Brief:
Pull out every line in the items below that contains the word "woman", copying each line in full. Case counts, so lines where the word appears only with different capitalization don't match.

Excerpts from a detection dataset:
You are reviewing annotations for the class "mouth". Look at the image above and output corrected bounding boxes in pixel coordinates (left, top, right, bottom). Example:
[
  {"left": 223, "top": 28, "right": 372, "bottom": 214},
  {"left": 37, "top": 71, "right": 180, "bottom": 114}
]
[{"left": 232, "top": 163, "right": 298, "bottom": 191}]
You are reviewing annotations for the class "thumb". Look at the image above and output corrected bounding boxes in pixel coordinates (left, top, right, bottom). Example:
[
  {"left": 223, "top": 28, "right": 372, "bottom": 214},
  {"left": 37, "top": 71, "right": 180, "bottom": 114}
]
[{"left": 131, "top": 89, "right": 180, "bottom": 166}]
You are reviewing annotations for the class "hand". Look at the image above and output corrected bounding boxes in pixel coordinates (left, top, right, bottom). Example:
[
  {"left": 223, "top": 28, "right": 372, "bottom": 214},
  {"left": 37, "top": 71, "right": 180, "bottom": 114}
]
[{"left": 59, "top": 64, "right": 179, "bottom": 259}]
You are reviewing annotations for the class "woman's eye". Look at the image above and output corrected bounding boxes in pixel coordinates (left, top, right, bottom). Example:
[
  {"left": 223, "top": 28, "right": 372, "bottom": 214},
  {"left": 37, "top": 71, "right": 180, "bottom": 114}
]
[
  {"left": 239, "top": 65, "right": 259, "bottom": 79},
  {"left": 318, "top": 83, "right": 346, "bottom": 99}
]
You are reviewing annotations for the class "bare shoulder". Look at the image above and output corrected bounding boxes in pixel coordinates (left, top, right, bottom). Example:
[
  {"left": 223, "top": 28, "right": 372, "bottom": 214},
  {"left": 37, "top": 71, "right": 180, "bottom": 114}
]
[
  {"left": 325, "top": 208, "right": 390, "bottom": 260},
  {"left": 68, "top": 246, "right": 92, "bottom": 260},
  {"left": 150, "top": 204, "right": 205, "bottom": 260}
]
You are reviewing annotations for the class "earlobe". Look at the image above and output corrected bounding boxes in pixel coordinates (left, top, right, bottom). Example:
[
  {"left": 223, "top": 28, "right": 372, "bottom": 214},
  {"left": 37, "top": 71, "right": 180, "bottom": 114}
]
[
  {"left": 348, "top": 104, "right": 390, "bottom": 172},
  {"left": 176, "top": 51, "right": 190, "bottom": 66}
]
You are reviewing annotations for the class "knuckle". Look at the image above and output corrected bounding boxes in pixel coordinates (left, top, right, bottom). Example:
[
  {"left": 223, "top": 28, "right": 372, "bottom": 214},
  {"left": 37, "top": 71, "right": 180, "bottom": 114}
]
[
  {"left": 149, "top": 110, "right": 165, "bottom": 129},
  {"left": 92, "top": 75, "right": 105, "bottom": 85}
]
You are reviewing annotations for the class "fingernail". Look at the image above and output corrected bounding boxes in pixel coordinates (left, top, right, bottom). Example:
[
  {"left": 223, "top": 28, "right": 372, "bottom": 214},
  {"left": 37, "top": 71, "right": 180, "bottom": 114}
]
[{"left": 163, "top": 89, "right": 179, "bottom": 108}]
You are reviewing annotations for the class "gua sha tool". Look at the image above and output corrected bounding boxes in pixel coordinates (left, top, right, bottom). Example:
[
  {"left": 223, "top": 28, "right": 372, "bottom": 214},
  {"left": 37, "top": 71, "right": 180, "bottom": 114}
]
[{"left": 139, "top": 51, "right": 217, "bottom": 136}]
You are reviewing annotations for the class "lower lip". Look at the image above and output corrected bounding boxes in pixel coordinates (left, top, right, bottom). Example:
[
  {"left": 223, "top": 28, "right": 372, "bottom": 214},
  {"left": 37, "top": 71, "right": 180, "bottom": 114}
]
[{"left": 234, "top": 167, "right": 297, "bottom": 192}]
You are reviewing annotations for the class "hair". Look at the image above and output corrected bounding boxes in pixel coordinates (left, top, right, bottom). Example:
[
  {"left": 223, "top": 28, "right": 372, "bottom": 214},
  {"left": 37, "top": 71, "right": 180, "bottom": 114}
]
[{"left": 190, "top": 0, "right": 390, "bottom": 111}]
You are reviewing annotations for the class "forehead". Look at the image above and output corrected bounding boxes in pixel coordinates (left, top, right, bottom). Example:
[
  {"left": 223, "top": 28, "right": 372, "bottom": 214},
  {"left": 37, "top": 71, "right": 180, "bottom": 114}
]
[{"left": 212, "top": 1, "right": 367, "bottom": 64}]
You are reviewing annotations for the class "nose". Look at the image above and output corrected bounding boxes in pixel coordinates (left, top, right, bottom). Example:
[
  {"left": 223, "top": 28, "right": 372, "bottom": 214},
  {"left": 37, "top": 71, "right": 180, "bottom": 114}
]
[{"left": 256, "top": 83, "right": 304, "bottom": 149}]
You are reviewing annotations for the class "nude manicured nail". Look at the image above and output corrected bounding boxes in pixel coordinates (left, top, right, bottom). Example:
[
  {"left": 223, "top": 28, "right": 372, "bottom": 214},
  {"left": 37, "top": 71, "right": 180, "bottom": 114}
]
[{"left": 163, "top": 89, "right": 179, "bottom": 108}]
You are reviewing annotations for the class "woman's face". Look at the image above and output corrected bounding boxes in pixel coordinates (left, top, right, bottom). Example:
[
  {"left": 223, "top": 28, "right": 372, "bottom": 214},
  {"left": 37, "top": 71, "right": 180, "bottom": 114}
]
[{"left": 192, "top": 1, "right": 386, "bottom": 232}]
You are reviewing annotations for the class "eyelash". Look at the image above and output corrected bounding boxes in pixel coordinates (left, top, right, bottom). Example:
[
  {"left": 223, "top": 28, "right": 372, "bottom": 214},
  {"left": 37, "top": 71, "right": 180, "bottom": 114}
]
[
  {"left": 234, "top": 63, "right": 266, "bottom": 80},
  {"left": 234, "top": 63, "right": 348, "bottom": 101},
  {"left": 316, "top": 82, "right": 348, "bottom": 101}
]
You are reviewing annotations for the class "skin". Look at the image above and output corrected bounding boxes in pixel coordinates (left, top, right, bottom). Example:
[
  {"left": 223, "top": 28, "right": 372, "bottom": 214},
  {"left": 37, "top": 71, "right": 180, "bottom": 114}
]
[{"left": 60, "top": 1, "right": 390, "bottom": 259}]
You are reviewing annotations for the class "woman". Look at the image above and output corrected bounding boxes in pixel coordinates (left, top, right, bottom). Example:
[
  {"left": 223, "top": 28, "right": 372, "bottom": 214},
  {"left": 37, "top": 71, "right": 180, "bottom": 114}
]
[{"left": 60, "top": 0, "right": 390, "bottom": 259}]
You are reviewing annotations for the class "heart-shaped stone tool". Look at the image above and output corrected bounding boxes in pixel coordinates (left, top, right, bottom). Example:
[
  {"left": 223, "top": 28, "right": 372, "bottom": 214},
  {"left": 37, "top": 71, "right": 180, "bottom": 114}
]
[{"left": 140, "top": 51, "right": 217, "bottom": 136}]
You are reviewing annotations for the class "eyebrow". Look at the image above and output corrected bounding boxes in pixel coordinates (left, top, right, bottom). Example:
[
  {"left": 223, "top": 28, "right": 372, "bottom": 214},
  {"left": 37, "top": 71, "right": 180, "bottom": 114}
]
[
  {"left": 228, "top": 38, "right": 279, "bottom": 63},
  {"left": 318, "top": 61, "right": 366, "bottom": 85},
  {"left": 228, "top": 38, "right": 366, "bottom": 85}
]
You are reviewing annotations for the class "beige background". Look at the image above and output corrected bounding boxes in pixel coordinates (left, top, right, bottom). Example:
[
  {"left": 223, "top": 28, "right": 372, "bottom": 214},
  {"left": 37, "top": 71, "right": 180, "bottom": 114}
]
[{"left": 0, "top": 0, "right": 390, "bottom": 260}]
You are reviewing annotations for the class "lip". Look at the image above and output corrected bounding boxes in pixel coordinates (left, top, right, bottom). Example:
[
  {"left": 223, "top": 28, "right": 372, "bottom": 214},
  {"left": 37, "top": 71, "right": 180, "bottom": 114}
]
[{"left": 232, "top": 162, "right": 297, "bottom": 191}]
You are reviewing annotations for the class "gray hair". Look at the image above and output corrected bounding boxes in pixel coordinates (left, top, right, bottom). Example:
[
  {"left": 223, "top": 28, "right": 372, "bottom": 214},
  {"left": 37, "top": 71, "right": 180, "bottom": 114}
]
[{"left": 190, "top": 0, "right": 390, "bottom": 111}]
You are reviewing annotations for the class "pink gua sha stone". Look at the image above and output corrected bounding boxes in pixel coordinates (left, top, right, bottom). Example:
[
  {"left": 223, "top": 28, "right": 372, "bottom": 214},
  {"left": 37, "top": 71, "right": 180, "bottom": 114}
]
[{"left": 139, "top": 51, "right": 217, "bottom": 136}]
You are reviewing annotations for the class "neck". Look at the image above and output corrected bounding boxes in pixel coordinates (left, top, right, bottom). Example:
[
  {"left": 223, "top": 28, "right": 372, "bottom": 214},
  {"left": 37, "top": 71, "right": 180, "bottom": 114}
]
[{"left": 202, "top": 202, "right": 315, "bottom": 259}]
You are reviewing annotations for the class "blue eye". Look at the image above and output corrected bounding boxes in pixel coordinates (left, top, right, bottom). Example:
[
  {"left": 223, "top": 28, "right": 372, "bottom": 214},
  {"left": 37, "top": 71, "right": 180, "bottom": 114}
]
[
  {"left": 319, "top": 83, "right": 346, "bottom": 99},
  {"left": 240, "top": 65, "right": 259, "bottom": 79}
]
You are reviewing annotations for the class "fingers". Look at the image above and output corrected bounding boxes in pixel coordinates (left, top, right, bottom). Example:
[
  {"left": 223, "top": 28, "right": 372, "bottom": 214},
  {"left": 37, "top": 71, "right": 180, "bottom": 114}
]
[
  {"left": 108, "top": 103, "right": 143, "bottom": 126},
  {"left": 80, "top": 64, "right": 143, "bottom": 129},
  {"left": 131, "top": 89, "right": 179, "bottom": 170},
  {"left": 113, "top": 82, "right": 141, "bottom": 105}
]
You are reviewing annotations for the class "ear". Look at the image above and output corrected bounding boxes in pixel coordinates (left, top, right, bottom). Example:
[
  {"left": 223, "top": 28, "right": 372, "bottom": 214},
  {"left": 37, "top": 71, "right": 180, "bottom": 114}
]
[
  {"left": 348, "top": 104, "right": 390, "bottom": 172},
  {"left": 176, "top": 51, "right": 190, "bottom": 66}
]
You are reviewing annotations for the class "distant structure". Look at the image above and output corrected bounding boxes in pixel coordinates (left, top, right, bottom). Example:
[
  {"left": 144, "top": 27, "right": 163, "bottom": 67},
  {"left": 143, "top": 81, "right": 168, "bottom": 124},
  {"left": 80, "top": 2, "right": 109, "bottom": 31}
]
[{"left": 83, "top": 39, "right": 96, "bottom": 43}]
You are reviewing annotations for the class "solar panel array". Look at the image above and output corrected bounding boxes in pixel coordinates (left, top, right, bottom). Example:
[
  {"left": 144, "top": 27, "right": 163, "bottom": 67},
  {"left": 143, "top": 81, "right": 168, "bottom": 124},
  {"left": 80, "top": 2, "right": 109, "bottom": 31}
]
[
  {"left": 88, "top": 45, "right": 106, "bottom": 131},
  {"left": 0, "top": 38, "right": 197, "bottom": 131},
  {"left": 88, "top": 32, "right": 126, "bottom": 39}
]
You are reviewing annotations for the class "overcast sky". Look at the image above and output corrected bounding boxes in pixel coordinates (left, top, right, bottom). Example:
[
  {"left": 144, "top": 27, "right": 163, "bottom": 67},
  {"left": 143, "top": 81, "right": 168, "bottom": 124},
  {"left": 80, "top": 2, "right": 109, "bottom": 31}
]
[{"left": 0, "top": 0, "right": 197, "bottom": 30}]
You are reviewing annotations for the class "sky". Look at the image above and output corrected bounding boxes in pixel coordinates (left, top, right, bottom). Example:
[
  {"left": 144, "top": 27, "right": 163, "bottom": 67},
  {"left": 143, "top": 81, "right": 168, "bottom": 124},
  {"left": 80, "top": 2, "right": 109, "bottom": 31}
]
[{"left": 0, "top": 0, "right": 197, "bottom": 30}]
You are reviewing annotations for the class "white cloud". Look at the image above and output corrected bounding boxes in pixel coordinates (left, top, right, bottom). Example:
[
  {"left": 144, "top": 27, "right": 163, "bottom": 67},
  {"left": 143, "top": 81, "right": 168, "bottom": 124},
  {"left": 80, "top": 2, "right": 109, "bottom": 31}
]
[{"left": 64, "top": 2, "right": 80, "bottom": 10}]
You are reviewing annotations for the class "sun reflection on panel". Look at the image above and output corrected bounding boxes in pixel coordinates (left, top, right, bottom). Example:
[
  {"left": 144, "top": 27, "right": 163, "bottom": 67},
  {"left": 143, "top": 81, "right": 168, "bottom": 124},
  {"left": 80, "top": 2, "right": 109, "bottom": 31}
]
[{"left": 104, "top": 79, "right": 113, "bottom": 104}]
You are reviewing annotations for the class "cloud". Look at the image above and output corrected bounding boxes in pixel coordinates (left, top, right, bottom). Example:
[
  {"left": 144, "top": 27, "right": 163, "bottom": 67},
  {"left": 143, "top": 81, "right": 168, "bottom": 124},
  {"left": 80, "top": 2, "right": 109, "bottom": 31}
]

Task answer:
You are reviewing annotations for the class "woman's eye". Look at the image above and output corrected bounding boxes in pixel coordinates (left, top, right, bottom). Example:
You are reviewing annotations for the class "woman's face". Look at the image above and output corrected bounding boxes in pixel coordinates (left, top, right, bottom). Example:
You are reviewing annotations for the class "woman". Look at the image above and output corrected bounding boxes in pixel coordinates (left, top, right, bottom). Example:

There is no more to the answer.